··· Data lines

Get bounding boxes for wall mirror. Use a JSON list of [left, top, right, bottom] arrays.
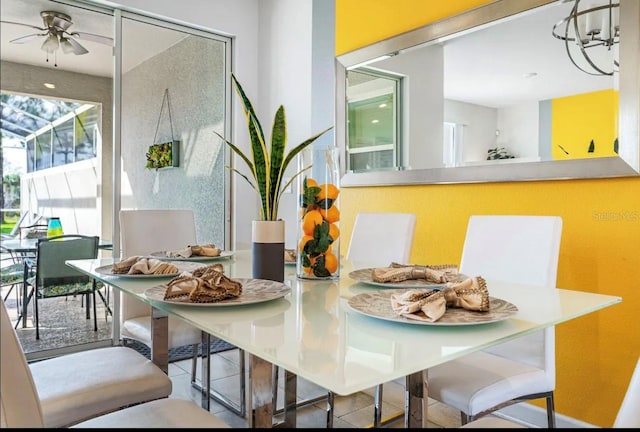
[[336, 0, 640, 186]]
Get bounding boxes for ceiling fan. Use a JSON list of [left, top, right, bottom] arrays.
[[1, 11, 113, 61]]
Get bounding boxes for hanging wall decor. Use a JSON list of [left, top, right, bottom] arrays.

······

**What to produce:** Copy the data above line for line, omitting the pictures.

**Correct output:**
Get bounding boxes for wall mirror. Use a JSON list of [left, top, right, bottom] arrays.
[[336, 0, 640, 186]]
Get bounding boxes for ceiling fan. Use a JSON list of [left, top, right, bottom] arrays.
[[1, 11, 113, 61]]
Get bounding boxes for hanging wall decor. Use a JSON list of [left, top, right, bottom] arrays.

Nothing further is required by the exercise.